WORK TO COMPLETE: Would you give again, exactly, the lines running from the line with "Target: license plate bracket" to the end of the data below, both included?

*** Opening DATASET RECORDS ***

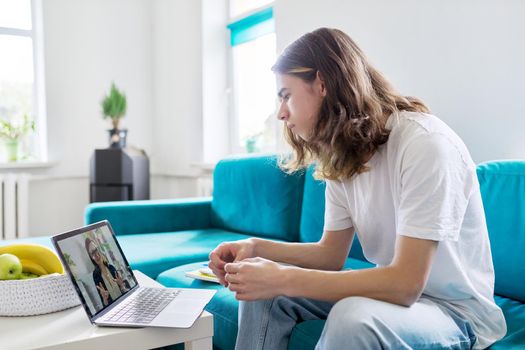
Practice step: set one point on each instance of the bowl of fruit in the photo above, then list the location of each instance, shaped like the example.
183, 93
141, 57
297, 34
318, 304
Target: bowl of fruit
33, 282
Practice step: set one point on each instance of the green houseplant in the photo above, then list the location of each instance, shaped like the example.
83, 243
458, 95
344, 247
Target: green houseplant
114, 106
12, 132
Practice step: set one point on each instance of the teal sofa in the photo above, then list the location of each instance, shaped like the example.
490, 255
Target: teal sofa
253, 197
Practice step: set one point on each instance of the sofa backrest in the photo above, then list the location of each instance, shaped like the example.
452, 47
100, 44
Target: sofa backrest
312, 214
502, 185
253, 195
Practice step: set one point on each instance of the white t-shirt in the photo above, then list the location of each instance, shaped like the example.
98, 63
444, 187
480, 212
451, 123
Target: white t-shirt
422, 183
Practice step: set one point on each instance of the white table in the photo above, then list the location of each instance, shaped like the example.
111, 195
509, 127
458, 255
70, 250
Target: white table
71, 329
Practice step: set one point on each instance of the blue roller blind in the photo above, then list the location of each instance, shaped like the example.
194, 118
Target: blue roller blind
252, 27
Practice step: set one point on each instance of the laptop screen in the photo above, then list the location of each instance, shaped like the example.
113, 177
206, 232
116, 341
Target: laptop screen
97, 267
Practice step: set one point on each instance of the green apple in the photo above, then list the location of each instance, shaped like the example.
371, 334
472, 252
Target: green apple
10, 267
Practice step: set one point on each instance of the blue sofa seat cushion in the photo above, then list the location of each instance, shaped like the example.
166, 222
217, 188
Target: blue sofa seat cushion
514, 312
153, 253
502, 185
254, 196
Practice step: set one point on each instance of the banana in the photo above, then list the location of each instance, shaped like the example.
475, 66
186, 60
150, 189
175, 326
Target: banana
36, 253
32, 267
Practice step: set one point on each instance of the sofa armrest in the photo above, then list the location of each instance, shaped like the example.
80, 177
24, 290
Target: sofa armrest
148, 216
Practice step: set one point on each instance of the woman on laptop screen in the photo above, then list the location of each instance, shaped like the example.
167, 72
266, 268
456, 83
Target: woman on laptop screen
110, 284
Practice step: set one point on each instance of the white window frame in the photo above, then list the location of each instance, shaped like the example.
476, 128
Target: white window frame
233, 113
36, 33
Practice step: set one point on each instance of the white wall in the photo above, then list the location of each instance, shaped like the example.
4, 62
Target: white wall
177, 85
151, 49
89, 44
464, 58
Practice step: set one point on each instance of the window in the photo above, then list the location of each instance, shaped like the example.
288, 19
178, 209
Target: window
21, 75
252, 38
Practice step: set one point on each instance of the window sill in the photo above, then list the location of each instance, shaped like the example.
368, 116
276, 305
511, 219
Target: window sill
27, 165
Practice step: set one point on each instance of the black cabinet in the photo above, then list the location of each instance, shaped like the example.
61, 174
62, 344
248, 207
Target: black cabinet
119, 174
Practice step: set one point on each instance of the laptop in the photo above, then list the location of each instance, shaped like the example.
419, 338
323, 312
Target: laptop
110, 293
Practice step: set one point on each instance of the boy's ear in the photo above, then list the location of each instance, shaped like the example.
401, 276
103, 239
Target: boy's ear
319, 78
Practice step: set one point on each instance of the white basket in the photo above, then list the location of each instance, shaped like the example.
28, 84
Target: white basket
37, 296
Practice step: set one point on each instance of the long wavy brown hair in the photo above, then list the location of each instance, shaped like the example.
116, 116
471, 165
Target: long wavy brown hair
351, 122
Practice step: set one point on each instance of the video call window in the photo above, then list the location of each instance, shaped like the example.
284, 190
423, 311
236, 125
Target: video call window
97, 266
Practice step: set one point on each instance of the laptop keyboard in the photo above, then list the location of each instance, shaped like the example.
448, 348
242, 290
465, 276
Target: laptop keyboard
142, 307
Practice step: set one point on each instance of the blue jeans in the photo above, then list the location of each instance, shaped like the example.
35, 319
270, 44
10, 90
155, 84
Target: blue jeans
354, 323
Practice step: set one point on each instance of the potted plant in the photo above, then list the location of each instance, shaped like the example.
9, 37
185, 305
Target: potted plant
114, 107
12, 132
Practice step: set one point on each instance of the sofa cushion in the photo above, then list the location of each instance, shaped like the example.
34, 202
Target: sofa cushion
502, 186
312, 214
514, 312
153, 253
253, 195
223, 306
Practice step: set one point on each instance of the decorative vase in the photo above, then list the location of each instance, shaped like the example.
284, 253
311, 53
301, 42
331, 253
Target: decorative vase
11, 146
117, 138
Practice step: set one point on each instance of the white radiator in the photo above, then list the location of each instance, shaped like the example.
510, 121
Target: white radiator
14, 204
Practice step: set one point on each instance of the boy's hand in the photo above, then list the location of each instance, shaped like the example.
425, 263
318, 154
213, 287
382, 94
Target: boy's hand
230, 252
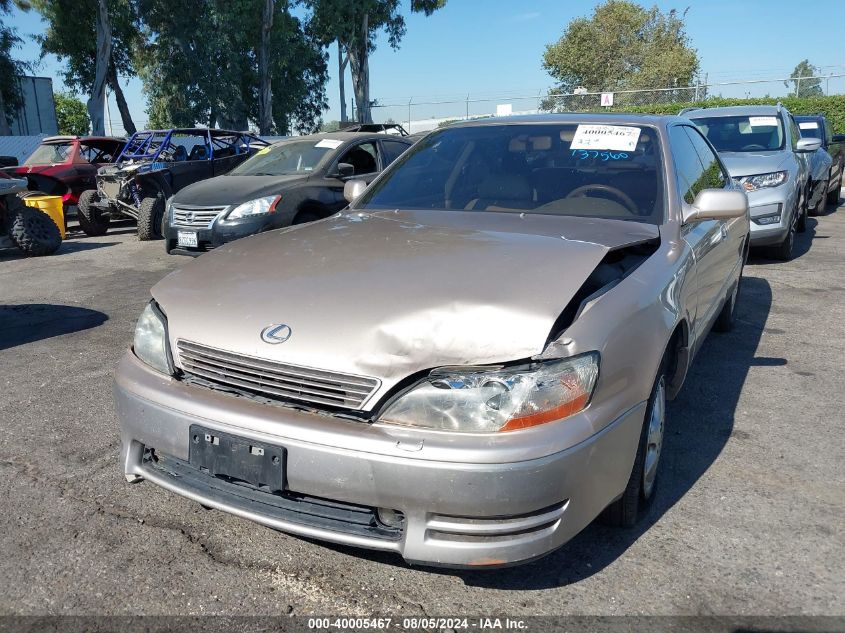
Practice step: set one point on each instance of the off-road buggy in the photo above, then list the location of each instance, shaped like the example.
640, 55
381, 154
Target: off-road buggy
153, 166
27, 228
67, 165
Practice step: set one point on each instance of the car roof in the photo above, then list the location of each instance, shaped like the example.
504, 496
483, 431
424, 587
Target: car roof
601, 118
345, 137
699, 113
60, 138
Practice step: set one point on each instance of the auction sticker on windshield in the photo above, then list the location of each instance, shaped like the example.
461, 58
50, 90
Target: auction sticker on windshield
610, 137
329, 143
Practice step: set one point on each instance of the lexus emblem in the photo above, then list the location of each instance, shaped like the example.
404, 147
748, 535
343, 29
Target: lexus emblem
275, 334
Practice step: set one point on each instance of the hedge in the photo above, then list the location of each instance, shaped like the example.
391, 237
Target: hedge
832, 107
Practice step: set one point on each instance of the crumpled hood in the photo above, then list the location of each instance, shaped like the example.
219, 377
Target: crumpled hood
391, 293
226, 190
753, 163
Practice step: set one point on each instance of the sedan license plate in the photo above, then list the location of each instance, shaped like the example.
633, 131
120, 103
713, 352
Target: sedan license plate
237, 458
187, 238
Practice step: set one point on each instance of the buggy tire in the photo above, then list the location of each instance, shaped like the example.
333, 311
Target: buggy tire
32, 230
151, 218
91, 219
642, 484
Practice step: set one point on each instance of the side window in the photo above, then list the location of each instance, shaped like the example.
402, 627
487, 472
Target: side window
392, 150
363, 157
688, 167
714, 176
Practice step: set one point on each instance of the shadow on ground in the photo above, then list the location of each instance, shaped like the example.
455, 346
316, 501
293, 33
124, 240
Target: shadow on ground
700, 422
26, 323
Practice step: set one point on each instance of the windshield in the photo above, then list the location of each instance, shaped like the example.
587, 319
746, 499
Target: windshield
291, 157
810, 129
743, 133
47, 154
588, 170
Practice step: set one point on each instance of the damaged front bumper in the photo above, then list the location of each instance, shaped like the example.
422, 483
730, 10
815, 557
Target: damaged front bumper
455, 505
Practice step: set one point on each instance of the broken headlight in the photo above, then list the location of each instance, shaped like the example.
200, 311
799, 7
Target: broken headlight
481, 400
151, 339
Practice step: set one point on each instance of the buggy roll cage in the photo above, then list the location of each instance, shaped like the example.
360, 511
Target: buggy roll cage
148, 145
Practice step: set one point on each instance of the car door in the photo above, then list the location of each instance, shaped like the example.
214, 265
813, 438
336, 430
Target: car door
704, 237
731, 249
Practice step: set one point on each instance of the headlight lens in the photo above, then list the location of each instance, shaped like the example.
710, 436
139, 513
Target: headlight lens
259, 206
501, 399
151, 340
763, 181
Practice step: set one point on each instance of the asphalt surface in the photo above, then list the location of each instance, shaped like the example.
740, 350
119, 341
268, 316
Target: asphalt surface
748, 519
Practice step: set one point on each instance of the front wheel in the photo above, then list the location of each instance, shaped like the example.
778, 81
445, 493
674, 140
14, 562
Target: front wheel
643, 480
151, 218
32, 230
91, 219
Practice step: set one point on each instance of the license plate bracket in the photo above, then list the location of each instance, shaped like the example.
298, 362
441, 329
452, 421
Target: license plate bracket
187, 238
238, 458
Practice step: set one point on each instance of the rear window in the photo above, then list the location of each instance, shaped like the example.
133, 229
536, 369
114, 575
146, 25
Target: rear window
588, 170
743, 133
289, 157
50, 153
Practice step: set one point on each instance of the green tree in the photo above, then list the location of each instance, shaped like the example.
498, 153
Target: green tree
11, 98
76, 31
71, 114
354, 26
804, 81
622, 46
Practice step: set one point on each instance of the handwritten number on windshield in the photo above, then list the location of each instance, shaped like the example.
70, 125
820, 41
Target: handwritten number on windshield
584, 154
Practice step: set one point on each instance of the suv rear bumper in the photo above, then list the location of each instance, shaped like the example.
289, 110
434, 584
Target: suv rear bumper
456, 513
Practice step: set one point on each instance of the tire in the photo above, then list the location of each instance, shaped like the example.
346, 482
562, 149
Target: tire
32, 230
642, 483
801, 224
833, 196
151, 218
91, 219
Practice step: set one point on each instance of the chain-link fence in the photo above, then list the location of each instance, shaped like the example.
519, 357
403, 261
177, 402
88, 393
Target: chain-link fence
419, 114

*** Closing DATASET RECORDS ***

EXERCISE OUTPUT:
Target: license plate bracket
187, 238
238, 458
Practice step: set one point on each instance of the rear window in the photo above, then list the location of each instance, shaped like the example.
133, 229
536, 369
114, 575
146, 25
Target: rear window
588, 170
743, 133
289, 157
50, 153
Practice step: set one point on each instance of the green tree in the photo above, then list the location of each instance, shaped like the example.
498, 153
Target: green tree
11, 98
76, 31
71, 114
354, 26
804, 81
622, 46
Practice step: set one point on each instance of the handwritten number on windshield in the photo above, then list the location of each instance, shaped like the example.
70, 125
820, 41
Target: handwritten number on windshield
584, 154
Practice step: set one point on each instance of the suv rear bumper in the photo above, then list the location of each instance, shaped like the example.
289, 110
434, 584
Target: suv rear bumper
456, 513
Practice step: set one point on each instance of the tire in the photo above, then list the location of each instance, shaped like the example.
346, 482
562, 149
Target: tire
32, 230
642, 483
801, 224
833, 196
151, 218
91, 219
Practice step: set one point on each instance of the chain-link fence in the photo above, then list the location of each instance, shaped like the example.
519, 357
403, 261
177, 402
88, 393
Target: chain-link fence
419, 114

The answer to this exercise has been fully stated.